(Task statement): In the opinion piece on deepfakes, retype the passage between "This isn't just" and "to feel helpless.", inclusive.

=== Reading text ===

Why The Guardian’s lament for "truth" misses the point: We have the cure, we just refuse to take the medicine.
They call it "content." We call it puppetry.
Yesterday, a video circulated on Threads and X showing the faces of Freddie Mercury, Amy Winehouse, Elvis Presley, Ozzy Osbourne, and Kurt Cobain stitched onto a single, shifting torso, singing a breakup song they never wrote. It was technically impressive. It was also morally repugnant.
This isn't just bad taste; it is Digital Necromancy. It is the reanimation of the dead for algorithmic engagement. These artists cannot consent. They cannot opt out. They have been reduced to "training data," their likenesses stripped of dignity and forced to perform like marionettes in a digital sideshow.

Today, Yanis Varoufakis wrote in The Guardian about the "menace" of deepfakes, warning that we are entering a post-truth era where we cannot believe our eyes. He is right to be worried. But he is wrong to feel helpless.

=== Data extract ===

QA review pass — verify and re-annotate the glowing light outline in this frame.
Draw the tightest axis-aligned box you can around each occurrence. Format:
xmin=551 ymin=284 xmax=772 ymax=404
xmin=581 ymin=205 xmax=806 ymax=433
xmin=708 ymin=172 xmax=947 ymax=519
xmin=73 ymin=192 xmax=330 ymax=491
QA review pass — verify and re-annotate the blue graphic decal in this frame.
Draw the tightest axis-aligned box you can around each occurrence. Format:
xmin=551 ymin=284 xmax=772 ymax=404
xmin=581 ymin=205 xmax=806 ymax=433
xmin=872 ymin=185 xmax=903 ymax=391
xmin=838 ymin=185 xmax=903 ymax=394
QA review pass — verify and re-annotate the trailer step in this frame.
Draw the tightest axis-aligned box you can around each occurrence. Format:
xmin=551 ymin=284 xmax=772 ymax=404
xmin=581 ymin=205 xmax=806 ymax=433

===

(Result for this exercise):
This isn't just bad taste; it is Digital Necromancy. It is the reanimation of the dead for algorithmic engagement. These artists cannot consent. They cannot opt out. They have been reduced to "training data," their likenesses stripped of dignity and forced to perform like marionettes in a digital sideshow.

Today, Yanis Varoufakis wrote in The Guardian about the "menace" of deepfakes, warning that we are entering a post-truth era where we cannot believe our eyes. He is right to be worried. But he is wrong to feel helpless.